_GIVEN ENTRIES_
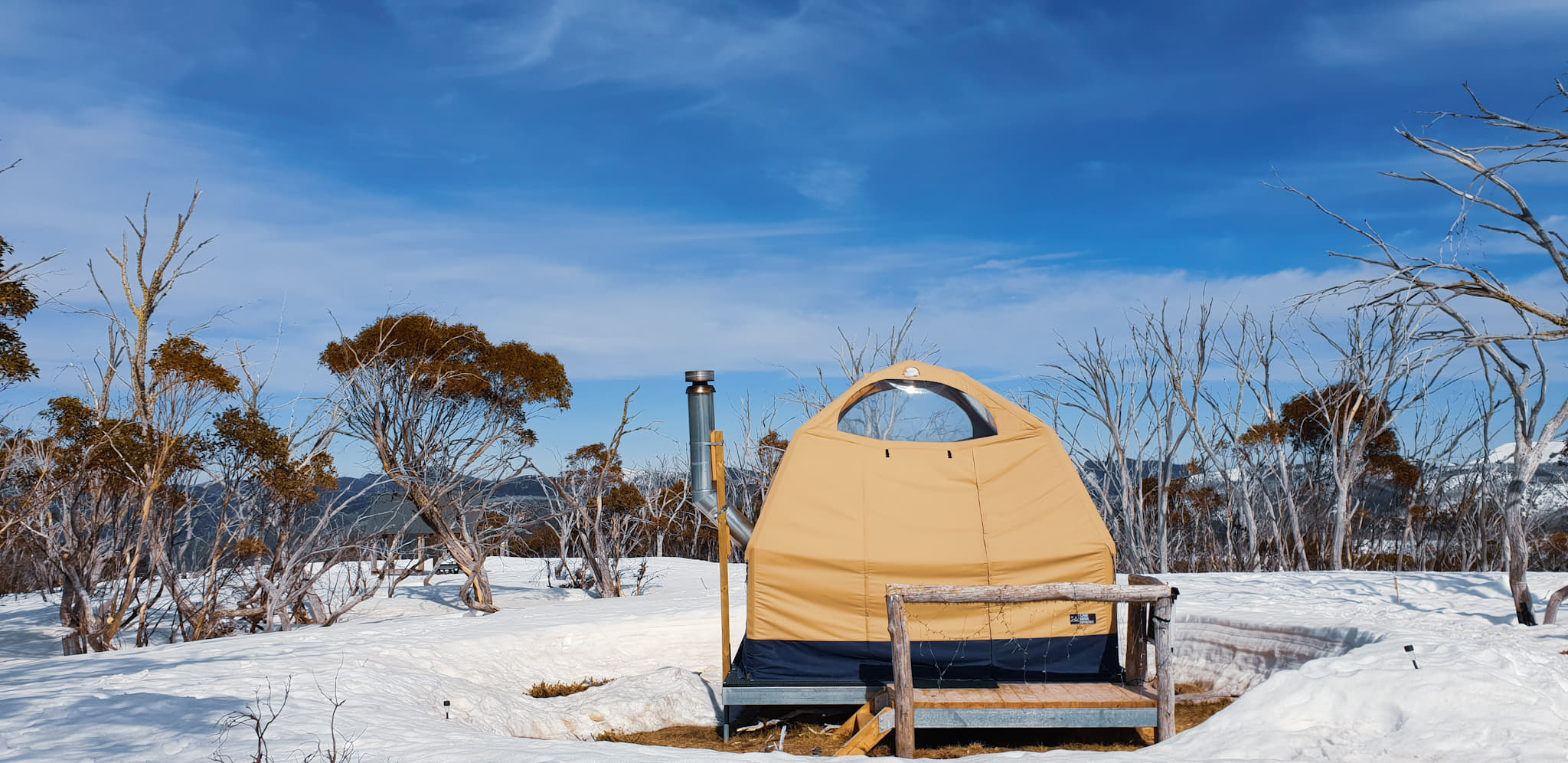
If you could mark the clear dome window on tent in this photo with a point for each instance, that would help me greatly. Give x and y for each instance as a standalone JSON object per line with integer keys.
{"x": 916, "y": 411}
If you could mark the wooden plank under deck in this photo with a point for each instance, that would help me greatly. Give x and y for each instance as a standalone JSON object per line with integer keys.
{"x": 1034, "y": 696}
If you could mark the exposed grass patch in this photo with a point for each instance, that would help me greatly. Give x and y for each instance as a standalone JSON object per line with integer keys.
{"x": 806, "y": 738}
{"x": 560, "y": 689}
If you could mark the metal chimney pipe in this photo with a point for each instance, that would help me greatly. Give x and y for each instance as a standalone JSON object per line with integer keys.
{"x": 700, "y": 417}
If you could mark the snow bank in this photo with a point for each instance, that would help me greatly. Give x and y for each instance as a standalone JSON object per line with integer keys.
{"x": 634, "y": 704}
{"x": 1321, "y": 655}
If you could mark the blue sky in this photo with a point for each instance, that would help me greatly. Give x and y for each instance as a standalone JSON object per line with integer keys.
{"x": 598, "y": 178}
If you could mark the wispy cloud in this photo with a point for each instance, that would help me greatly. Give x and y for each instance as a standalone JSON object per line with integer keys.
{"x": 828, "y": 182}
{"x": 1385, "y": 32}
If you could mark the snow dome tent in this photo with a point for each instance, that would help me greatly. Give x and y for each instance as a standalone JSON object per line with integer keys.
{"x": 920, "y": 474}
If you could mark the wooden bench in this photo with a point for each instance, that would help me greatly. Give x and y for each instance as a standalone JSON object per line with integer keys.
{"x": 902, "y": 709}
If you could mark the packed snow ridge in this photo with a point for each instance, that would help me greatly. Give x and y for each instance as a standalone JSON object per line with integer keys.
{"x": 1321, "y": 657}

_SHORT PROBLEM_
Rewrite every item above, swapping "snow" for "ice" wherever it occurs and leaving all other wording unchanged. Omit the pictures.

_PROBLEM SOLUTION_
If you could mark the clear dome window on tent in this photo with a point for each instance, that would help me greatly. Give x and y for each instance as a standalone JSON object per line with integer keys.
{"x": 916, "y": 411}
If you could mark the wooden plank under deck in this photo with a point for each instance, that would help me greatly. Give x and y for each instance as a standalone JSON object per line with integer keys.
{"x": 1034, "y": 696}
If you could mark the exposed grass patch in this photo with a point for each instance, that would help me greatly. Give x and y for each instance as a standalone JSON object per line with integer keys.
{"x": 806, "y": 738}
{"x": 560, "y": 689}
If you could mark the metal chimney pipe in this photo with a point for each instance, that would help me greatly. Give x and y for each instance as a standalone JSON object per line with integer keys.
{"x": 700, "y": 417}
If you could mark the ice bank in this photo with a point for each instance, that would help me greatly. Give x and y for each instance as a standalone JSON object per line with integer keys.
{"x": 634, "y": 704}
{"x": 1321, "y": 655}
If you could mark the blue sky in this photo with a point for each instance, that would help me greatly. Give x and y for each instance as a standalone JSON object per line with integer keys.
{"x": 598, "y": 178}
If you could mark the wispy cloud in this photo with a point for each instance, that would help me greatly. Give x and y for each instance as a standalone JSON object per line with integer keys.
{"x": 828, "y": 182}
{"x": 1385, "y": 32}
If you could mark the ice dome tent in this photo with a point for each instance, that would help me greatly. Give x and y for each instance as a standalone JSON object per line with integer keys.
{"x": 920, "y": 474}
If you could mark the wooden bench in this photo with a point for each instance, that would help me greatly. Give x and y for each instance as a standalone JSON object per line with integer keys.
{"x": 902, "y": 709}
If you could mark the packed ice ridge in this photo with a point for each instance, that would help me greatly. Give x and y for each instance as a standalone JSON object per line with integer keys.
{"x": 1321, "y": 657}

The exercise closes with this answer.